**Selection:**

★ ★ ★ ★ ★ ★ ★

The parameters of the model are \(\tth = (\mu, \sigma, \tau)\). Since \((\xx_{0:T}, \yy_{0:T})\) are jointly normal given \(\tth\), we can show (see here) that \(\yy_{0:T}\) is multivariate normal with mean and covariance

\[ \begin{aligned} E[y_t \mid \tth] & = \tilde \mu t, \\ \cov(y_s, y_t) & = \tilde \sigma^2 \cdot (1 + \min(s, t)) + \tau^2 \delta_{st}, \end{aligned} \]

where \(\tilde \mu = \mu \dt\), \(\tilde \sigma^2 = \sigma^2 \dt\), and \(\delta_{st}\) is the indicator function. These formulas provide an analytic expression for \(\ell(\tth) = \log p(\yy_{0:T} \mid \tth)\), which we can use to benchmark our calculations.

Particle Filter Approximation of the Marginal Loglikelihood

The basic particle filter provided by PFJAX is the auxiliary particle filter described in (Poyiadjis, Doucet, and Singh 2011) Algorithm 1 and provided below.


Auxiliary Particle Filter

Inputs:

  • Parameters and measurement variables \(\tth\) and \(\yy_{0:T}\).

  • Number of particles \(N\).

  • Initial and subsequent proposal distributions \(q(\xx_0 \mid \yy_0, \tth)\) and \(r(\xx_t \mid \xx_{t-1}, \yy_t, \tth)\).

  • Auxiliary distribution \(s(\yy_t \mid \xx_{t-1}, \tth)\).

Outputs:

  • Particle filter approximation \(\hat \ell(\tth \mid \yy_{0:T})\) to the marginal loglikelihood \(\ell(\tth)\).

Algorithm:

  • \(\xx_0^{(1:N)} \iid q(\xx_0 \mid \yy_0, \tth)\)

  • \(w_0^{(1:N)} \gets \frac{g(\yy_0 \mid \xx_0^{(1:N)}) \cdot \pi(\xx_0^{(1:N)} \mid \tth)}{q(\xx_0^{(1:N)} \mid \yy_0, \tth)}\)

  • \(\hat{\Ell}_0 \gets \sum_{i=1}^N w_0^{(i)}\)

  • \(W_0^{(1:N)} = w_0^{(1:N)}/ \hat{\Ell}_0\)

  • For \(t=1,\ldots,T\):

  • \(\tilde{\xx}_{t-1}^{(1:N)} \gets \operatorname{\texttt{resample}}(\xx_{t-1}^{(1:N)}, W_{t-1}^{(1:N)})\)

  • \(\xx_t^{(1:N)} \ind r(\xx_t \mid \tilde{\xx}_{t-1}^{(1:N)}, \yy_t, \tth)\)

  • \(w_t^{(1:N)} \gets \frac{g(\yy_t \mid \xx_t^{(1:N)} \mid \tth) \cdot f(\xx_t^{(1:N)} \mid \tilde{\xx}_{t-1}^{(1:N)})}{r(\xx_t \mid \tilde{\xx}_{t-1}^{(1:N)}, \yy_t, \tth)}\)

  • \(\hat{\Ell}_t \gets \sum_{i=1}^N w_t^{(i)}\)

★ ★ ★ ★ ★ ★ ★

**Stored records:**
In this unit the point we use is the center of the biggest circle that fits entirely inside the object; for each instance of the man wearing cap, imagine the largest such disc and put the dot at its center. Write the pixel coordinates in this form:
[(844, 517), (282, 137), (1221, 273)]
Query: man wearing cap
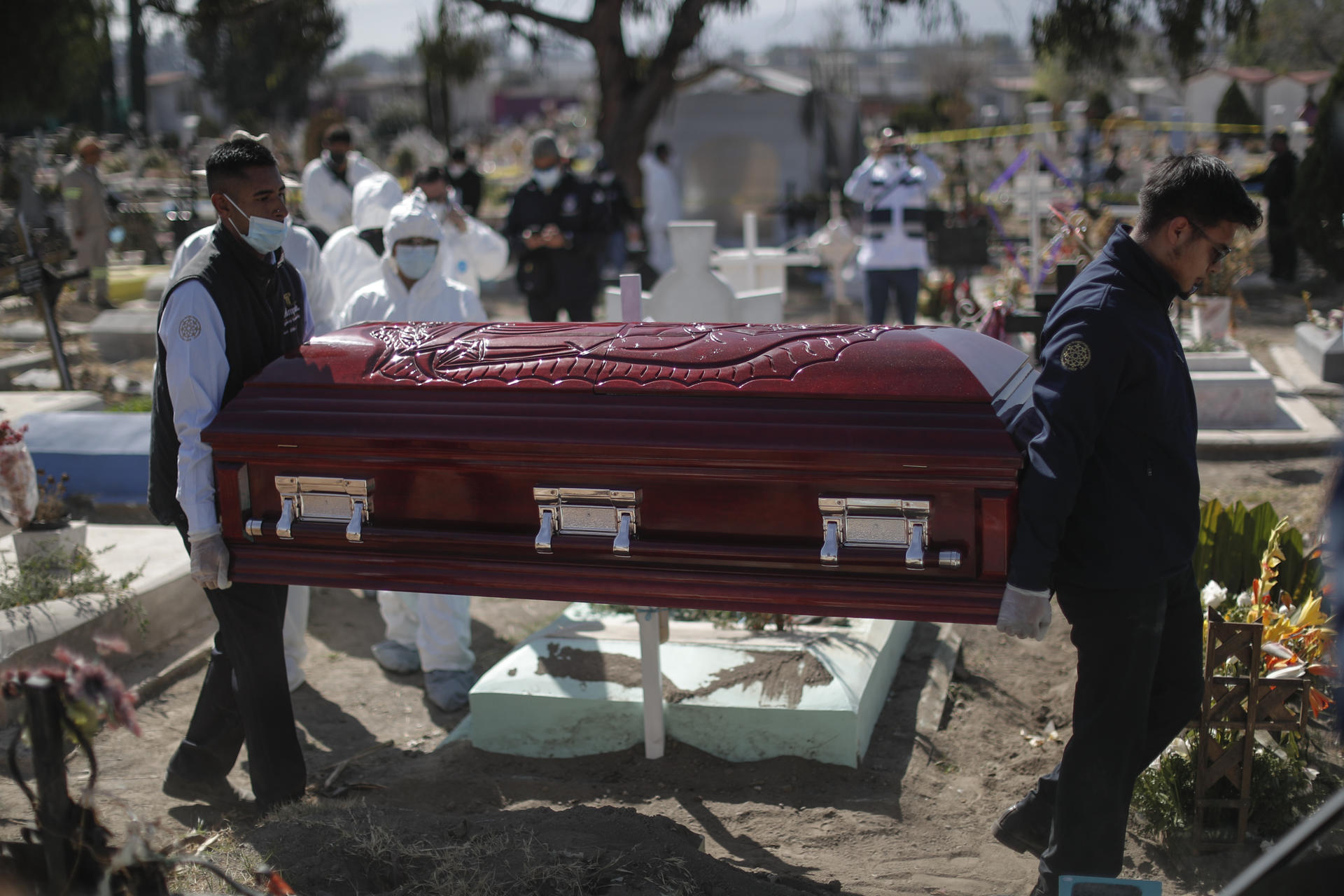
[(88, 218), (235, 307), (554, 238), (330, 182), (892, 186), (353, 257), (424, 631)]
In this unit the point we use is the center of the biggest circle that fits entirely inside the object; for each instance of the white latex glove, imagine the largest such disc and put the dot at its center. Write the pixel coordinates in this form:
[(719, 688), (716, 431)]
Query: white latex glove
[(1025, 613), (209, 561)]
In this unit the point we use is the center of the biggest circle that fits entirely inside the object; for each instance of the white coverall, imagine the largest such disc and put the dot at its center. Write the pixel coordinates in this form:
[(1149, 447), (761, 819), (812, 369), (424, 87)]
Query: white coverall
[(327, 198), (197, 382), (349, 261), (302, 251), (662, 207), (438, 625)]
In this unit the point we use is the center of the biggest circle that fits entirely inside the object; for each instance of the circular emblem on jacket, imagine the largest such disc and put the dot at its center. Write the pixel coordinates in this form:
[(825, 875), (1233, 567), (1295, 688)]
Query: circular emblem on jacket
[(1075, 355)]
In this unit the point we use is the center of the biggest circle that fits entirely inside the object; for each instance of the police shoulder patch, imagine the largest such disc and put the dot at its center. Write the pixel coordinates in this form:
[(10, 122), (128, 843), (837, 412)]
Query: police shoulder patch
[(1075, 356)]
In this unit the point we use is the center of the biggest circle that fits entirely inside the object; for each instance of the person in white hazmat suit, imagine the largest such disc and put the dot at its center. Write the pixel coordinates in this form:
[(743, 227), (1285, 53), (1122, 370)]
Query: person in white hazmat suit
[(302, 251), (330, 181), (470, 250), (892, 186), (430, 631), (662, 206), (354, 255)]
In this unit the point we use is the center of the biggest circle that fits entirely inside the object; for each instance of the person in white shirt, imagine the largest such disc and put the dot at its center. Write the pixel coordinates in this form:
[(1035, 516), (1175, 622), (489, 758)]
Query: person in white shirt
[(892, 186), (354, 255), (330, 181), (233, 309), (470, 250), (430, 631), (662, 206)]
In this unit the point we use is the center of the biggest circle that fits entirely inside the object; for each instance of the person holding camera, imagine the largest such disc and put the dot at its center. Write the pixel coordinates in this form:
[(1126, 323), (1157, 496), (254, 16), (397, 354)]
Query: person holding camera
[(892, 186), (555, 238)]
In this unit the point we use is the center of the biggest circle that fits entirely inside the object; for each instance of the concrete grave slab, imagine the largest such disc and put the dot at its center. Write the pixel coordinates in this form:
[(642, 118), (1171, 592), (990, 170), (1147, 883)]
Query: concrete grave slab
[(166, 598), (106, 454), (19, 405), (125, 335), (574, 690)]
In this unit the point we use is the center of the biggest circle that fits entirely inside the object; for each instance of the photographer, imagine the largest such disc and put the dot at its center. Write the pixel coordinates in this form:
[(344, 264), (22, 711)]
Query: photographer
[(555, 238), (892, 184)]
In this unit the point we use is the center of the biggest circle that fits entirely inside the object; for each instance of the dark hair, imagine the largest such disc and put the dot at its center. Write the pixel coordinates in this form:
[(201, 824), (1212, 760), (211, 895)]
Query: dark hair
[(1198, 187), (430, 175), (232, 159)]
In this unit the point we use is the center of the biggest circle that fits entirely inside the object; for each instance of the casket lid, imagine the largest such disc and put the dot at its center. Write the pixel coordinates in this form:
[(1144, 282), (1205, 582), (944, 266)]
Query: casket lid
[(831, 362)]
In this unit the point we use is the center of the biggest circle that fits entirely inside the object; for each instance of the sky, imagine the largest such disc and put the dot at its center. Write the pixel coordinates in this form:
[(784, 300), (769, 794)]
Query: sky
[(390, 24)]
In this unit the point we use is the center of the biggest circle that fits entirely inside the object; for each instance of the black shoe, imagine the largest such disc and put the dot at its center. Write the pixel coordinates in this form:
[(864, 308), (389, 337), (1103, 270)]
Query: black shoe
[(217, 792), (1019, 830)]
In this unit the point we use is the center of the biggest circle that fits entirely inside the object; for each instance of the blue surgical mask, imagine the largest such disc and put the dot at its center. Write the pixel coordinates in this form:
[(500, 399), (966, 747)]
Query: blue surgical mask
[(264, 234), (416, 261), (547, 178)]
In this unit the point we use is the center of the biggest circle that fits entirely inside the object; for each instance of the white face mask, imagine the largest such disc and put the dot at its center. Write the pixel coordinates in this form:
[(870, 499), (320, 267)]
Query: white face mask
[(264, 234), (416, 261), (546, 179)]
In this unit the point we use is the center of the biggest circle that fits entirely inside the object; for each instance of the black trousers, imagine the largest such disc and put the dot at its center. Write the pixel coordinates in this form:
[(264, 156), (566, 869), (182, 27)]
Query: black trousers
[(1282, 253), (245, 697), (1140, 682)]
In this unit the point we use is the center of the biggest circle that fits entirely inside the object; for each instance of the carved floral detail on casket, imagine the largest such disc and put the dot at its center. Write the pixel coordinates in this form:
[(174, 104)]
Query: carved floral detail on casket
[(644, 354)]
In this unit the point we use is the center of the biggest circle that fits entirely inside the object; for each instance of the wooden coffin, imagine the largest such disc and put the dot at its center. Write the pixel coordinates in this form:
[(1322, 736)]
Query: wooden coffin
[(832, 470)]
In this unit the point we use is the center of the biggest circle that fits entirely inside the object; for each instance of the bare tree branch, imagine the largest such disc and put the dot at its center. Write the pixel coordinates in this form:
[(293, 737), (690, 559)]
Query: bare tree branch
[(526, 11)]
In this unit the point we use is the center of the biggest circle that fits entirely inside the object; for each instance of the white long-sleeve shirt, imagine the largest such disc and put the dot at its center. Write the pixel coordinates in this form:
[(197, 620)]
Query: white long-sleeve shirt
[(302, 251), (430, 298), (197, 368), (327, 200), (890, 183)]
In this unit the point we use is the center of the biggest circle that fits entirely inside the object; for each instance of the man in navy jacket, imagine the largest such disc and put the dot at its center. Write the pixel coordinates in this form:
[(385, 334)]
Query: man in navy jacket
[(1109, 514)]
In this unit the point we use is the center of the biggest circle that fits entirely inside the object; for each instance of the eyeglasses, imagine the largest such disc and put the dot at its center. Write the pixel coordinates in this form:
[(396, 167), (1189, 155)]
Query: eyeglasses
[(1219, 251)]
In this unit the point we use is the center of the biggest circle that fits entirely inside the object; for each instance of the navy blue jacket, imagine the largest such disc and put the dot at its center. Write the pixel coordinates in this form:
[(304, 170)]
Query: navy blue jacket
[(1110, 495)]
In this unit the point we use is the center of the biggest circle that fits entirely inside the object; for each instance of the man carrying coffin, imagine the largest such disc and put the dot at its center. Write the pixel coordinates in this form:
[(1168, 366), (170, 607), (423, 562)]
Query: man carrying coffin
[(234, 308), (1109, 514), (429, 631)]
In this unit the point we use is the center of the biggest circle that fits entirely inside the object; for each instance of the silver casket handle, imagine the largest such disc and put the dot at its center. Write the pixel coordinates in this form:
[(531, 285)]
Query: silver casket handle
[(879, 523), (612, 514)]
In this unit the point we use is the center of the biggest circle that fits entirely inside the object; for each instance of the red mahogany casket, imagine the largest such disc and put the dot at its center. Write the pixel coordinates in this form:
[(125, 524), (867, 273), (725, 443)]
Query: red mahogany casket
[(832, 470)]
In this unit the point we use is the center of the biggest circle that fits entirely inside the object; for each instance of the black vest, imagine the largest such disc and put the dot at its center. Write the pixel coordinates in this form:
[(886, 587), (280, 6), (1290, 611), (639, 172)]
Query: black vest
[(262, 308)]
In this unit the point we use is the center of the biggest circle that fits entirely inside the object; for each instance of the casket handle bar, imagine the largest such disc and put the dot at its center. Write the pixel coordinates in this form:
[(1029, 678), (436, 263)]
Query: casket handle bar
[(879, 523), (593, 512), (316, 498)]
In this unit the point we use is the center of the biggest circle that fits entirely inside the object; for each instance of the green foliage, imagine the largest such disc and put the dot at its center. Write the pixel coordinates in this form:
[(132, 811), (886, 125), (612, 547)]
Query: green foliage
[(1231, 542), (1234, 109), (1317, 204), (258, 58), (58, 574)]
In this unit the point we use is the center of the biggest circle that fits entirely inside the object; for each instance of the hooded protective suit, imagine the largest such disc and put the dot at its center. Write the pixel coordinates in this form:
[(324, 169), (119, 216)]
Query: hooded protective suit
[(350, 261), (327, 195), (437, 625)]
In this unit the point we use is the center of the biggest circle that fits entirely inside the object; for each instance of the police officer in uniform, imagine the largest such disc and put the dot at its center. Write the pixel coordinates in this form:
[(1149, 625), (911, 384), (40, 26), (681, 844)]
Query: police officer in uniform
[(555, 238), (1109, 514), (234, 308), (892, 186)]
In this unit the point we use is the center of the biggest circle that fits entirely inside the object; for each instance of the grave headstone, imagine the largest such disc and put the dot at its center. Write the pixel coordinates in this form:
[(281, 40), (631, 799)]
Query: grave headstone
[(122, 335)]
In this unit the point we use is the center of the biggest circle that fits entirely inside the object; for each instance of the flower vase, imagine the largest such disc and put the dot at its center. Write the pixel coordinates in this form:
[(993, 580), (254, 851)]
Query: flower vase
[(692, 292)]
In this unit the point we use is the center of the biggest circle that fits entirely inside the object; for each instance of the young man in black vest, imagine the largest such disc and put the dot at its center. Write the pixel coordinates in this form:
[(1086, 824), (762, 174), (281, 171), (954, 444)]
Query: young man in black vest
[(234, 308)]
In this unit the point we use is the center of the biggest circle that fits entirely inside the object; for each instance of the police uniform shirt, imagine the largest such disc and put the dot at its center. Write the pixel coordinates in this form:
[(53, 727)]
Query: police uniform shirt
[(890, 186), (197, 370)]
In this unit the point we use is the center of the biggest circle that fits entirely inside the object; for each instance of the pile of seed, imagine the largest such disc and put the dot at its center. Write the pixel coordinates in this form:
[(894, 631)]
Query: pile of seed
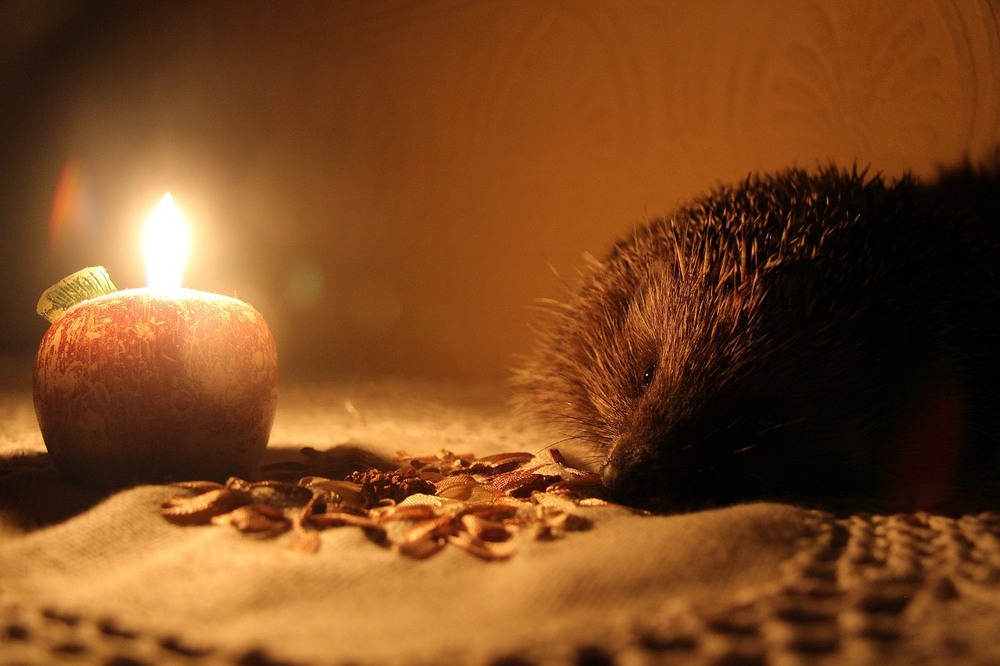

★ ★ ★ ★ ★ ★ ★

**To be done:**
Return the portion of the particle filter excerpt starting with "where \(\tilde \mu" and going on through "benchmark our calculations.", copied verbatim.

**Task answer:**
where \(\tilde \mu = \mu \dt\), \(\tilde \sigma^2 = \sigma^2 \dt\), and \(\delta_{st}\) is the indicator function. These formulas provide an analytic expression for \(\ell(\tth) = \log p(\yy_{0:T} \mid \tth)\), which we can use to benchmark our calculations.